--- Start Page excerpt ---

Indicate where different visuals will be placed.

Cite your sources. I know this goes without saying, but it's a non-negotiable.

Once you've finished the body copy, write your introduction, executive summary, and conclusion. Readers get the gist of the report by reading these sections before deciding if reading the whole whitepaper is worthwhile.

6. Edit and refine

Let your whitepaper draft sit for a day or more, and then come back to it. Review the document with a fresh outlook, and try reading it aloud to make sure it flows properly from section to section—do your best self-editing .

Once you have what you think is a final draft of your whitepaper, have a trusted colleague or an editor do a final proofread. (Or they might give you bigger picture feedback, in which case, back to the drawing board!)

7. Add formatting, graphics, and design

You've done it—you have a final draft. Now, make it visually pleasing. Work with a designer to add those graphs, charts, or illustrations to help your audience literally see your points. Lean into aesthetics and dress up your whitepaper with a dynamic layout and design aspects. Just be sure your design choices aren't interfering with readability.

--- End Page excerpt ---
--- Start Excerpted data ---

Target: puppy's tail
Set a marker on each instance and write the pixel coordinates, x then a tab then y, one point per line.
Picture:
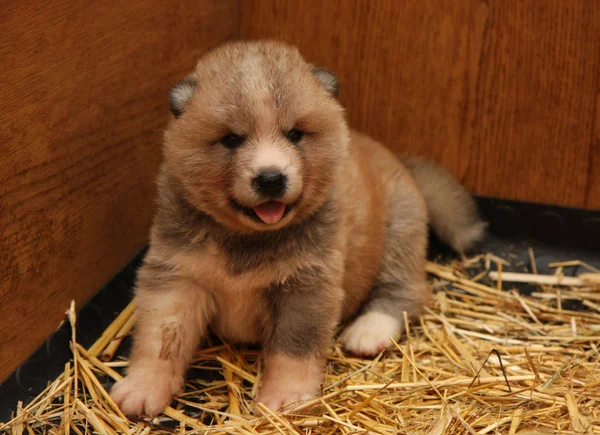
452	211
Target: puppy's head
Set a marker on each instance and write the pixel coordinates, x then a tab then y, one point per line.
258	138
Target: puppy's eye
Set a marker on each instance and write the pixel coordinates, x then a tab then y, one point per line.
294	135
232	140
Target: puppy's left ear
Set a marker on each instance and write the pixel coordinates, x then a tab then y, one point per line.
328	80
180	94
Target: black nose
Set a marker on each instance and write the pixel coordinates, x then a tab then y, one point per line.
270	183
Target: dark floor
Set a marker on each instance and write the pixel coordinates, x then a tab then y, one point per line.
554	233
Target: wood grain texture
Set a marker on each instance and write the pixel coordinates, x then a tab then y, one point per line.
84	102
501	92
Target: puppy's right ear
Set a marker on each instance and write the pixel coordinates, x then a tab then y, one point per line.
180	94
328	79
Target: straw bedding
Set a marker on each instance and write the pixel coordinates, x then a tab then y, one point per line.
485	359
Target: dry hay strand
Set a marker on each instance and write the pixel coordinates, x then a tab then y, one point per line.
481	360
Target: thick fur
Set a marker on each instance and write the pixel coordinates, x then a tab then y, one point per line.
452	211
350	246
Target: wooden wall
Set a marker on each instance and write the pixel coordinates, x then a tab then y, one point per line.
84	100
504	93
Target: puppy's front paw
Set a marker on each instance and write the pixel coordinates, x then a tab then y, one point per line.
288	380
370	333
282	400
146	392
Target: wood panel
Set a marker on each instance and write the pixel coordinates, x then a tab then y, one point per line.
501	92
84	102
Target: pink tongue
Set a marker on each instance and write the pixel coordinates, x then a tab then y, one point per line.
270	212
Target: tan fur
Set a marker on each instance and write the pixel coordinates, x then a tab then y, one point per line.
350	248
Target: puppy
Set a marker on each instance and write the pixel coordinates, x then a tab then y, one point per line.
275	223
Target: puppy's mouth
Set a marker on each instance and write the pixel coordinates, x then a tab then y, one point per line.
269	212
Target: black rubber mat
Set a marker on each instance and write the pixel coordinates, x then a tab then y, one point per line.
554	233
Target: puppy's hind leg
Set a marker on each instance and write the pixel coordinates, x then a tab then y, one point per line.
401	285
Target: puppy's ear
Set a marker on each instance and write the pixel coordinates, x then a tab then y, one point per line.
327	79
180	94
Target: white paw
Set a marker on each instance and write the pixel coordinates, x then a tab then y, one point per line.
370	333
146	392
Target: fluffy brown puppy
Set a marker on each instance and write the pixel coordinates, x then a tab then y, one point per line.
275	223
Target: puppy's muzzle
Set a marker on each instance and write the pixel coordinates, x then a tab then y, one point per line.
271	184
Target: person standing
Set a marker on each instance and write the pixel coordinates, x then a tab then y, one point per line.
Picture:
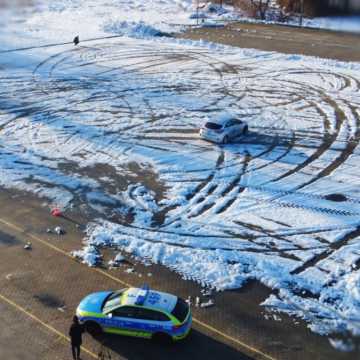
75	333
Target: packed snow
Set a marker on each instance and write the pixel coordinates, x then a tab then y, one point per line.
110	127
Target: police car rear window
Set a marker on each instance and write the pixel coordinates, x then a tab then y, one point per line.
181	310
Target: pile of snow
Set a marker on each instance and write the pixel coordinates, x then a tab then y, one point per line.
131	29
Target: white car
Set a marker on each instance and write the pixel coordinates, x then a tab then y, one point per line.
223	129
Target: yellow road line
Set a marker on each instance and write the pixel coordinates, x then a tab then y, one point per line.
49	327
104	273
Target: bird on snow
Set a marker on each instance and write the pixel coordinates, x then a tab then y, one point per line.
76	40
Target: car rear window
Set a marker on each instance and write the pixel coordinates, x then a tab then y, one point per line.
213	126
181	310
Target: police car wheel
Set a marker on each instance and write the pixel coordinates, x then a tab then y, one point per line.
162	338
93	328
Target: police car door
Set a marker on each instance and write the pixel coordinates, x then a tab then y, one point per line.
123	321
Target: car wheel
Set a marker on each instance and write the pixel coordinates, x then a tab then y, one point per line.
162	338
93	328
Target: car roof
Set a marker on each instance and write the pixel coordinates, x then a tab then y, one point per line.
222	118
149	298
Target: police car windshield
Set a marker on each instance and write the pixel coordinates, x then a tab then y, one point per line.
112	300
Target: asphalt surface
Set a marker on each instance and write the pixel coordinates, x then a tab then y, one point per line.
285	39
40	289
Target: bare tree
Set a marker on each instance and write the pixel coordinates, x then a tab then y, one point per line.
261	7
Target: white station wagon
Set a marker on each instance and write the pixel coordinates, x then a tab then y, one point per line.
223	129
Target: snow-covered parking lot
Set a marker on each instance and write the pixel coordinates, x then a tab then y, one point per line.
110	127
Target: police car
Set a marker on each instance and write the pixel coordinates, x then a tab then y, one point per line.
139	312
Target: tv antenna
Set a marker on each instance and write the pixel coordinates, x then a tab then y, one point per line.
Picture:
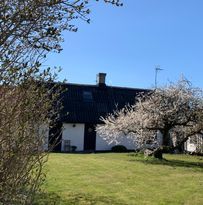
157	69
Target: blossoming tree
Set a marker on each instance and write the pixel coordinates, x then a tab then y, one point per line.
176	111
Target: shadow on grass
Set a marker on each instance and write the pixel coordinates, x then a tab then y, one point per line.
173	162
74	198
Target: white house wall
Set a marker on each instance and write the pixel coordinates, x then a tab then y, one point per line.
74	133
102	145
44	133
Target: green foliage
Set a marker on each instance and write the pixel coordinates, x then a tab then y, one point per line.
119	148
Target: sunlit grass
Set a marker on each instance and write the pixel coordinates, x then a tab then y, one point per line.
123	179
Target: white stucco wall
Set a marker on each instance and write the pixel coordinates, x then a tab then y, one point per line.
102	145
44	133
75	133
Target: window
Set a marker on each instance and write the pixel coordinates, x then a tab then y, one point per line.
87	96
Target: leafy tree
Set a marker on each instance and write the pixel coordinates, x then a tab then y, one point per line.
29	30
175	111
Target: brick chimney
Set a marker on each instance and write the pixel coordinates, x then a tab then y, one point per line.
101	79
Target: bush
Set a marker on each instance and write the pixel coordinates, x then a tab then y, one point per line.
119	148
73	148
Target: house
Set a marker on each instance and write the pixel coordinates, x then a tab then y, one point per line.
85	104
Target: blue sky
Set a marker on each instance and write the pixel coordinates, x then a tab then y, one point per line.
128	42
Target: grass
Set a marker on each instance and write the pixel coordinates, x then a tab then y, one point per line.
112	178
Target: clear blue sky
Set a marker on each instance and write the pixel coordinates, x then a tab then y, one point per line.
128	42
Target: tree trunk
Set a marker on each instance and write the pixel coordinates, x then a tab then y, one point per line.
166	138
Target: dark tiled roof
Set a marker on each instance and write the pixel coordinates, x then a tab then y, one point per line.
87	103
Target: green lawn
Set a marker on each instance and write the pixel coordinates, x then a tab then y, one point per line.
113	178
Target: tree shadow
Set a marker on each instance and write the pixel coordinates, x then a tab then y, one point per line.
47	199
75	198
172	162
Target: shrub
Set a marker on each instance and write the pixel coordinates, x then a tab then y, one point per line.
119	148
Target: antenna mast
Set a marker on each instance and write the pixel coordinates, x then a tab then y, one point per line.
157	68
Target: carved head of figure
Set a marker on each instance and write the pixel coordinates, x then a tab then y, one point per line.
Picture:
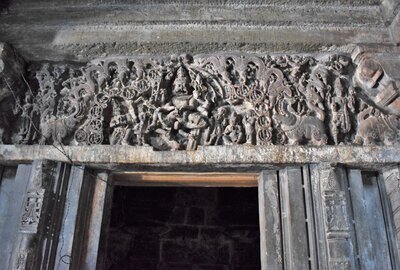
373	77
181	82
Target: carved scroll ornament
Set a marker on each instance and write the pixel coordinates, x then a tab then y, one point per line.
180	102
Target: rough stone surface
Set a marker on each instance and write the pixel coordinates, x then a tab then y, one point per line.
184	228
83	30
111	156
181	102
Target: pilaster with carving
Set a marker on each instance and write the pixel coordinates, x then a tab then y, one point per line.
12	86
334	227
35	228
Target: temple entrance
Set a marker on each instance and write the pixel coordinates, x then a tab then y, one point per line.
184	228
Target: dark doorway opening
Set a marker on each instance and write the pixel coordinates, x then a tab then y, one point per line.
184	228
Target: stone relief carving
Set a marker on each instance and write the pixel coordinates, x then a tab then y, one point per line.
181	102
31	211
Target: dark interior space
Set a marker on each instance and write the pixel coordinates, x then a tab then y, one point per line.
182	228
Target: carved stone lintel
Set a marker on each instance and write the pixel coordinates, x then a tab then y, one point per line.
32	211
178	103
336	218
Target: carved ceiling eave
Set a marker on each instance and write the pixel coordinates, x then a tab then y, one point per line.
185	102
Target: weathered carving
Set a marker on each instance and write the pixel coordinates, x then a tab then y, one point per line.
181	102
32	210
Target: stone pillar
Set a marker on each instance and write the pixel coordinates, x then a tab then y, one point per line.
34	218
391	178
12	85
334	231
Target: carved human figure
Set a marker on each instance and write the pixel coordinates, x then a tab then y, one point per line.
233	133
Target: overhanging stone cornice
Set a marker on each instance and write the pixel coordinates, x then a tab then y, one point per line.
112	156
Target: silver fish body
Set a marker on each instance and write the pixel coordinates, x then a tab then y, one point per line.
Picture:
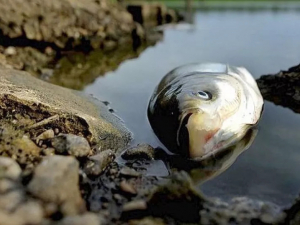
199	109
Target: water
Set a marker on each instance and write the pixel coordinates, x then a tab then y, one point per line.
264	42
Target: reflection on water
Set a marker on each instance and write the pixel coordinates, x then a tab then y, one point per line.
264	42
210	167
77	70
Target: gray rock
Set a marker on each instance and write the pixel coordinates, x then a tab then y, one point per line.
98	163
71	144
135	205
10	200
141	151
126	171
9	168
37	105
45	135
85	219
56	180
60	21
127	188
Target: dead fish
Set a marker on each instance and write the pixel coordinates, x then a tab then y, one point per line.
199	109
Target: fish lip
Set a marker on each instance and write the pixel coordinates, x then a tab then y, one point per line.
184	117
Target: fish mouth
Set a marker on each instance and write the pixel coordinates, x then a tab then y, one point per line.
195	130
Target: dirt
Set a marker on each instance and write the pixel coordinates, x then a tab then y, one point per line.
70	43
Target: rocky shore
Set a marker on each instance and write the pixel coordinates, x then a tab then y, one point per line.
58	147
282	88
85	38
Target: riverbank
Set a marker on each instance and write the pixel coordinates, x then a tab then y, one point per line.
47	39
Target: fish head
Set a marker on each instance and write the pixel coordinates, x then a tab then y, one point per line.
216	111
210	107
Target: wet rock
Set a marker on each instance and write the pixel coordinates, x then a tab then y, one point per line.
127	188
85	219
147	221
240	210
45	135
56	180
141	151
282	88
9	169
98	163
151	15
59	22
71	144
10	51
176	194
135	205
27	213
37	105
126	171
15	208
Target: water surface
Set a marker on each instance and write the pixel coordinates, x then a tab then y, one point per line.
263	41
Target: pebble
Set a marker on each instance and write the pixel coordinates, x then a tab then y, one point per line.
127	187
71	144
87	219
135	205
56	180
9	168
45	135
126	171
141	151
10	51
98	163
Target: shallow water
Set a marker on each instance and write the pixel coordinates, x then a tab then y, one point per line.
264	42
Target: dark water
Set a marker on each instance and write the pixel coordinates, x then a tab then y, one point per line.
264	42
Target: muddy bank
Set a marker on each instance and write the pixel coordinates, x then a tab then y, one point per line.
57	152
282	88
48	38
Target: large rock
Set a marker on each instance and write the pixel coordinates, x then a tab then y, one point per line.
58	22
282	88
38	106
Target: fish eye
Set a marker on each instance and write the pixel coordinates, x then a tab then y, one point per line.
204	95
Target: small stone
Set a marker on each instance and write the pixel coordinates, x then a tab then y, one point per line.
128	188
98	163
40	143
10	51
49	51
48	151
135	205
45	135
56	180
126	171
9	201
26	144
9	168
141	151
117	197
71	144
113	171
30	212
56	131
50	209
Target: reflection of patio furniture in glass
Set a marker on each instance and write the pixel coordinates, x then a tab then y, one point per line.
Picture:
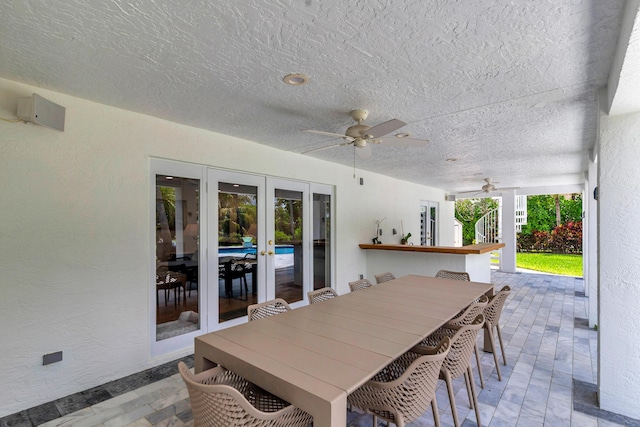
267	308
321	294
168	280
234	268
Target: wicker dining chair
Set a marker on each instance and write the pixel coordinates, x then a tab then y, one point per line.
402	391
357	285
466	317
453	275
321	294
267	308
458	361
221	398
384	277
492	313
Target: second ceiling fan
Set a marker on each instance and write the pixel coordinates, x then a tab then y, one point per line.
361	135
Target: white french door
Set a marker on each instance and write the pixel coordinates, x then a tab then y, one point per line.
259	241
288	241
225	240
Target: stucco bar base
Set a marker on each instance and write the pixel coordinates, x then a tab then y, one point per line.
427	260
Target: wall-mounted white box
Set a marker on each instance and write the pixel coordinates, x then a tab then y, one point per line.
38	110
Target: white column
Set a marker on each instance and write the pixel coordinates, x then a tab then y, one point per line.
619	268
590	244
508	259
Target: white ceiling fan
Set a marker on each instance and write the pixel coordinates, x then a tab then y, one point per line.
488	187
361	135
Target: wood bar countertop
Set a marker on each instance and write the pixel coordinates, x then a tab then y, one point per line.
480	248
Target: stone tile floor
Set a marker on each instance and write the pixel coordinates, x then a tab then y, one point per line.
549	380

--- End Excerpted data ---

▶ _Tasks and exercises_:
(A) Please repeat the stretch of the whitepaper guide from "Once you've finished" through "best self-editing .".
(B) Summarize the whitepaper guide in two sentences.
(C) Resume the whitepaper guide after its final sentence and keep writing.

▶ _The replies_:
(A)
Once you've finished the body copy, write your introduction, executive summary, and conclusion. Readers get the gist of the report by reading these sections before deciding if reading the whole whitepaper is worthwhile.

6. Edit and refine

Let your whitepaper draft sit for a day or more, and then come back to it. Review the document with a fresh outlook, and try reading it aloud to make sure it flows properly from section to section—do your best self-editing .

(B) The guide advises marking where visuals will go, citing sources, and writing the introduction, executive summary, and conclusion after the body copy. It then recommends letting the draft sit before self-editing, having a colleague or editor proofread it, and working with a designer on graphics and a layout that doesn't hurt readability.

(C)
8. Create a landing page with a lead gen form

You're ready to roll out your whitepaper. Create a landing page or pop-up where your audience can trade contact information for your content. If you have an existing resource library on your website, put it there; otherwise, a one-off page will do the trick. (Here are some tips on crafting solid lead gen forms and a case for using micro conversions .)

Highspot landing page for a whitepaper, with a lead gen form

And remember, the landing page is only one way to get people to download your whitepaper. You should also get your sales team involved, and advise them to share your whitepaper with prospects they've been nurturing. Use your whitepaper cross-functionally, and reap the benefits of your well-researched, well-crafted document.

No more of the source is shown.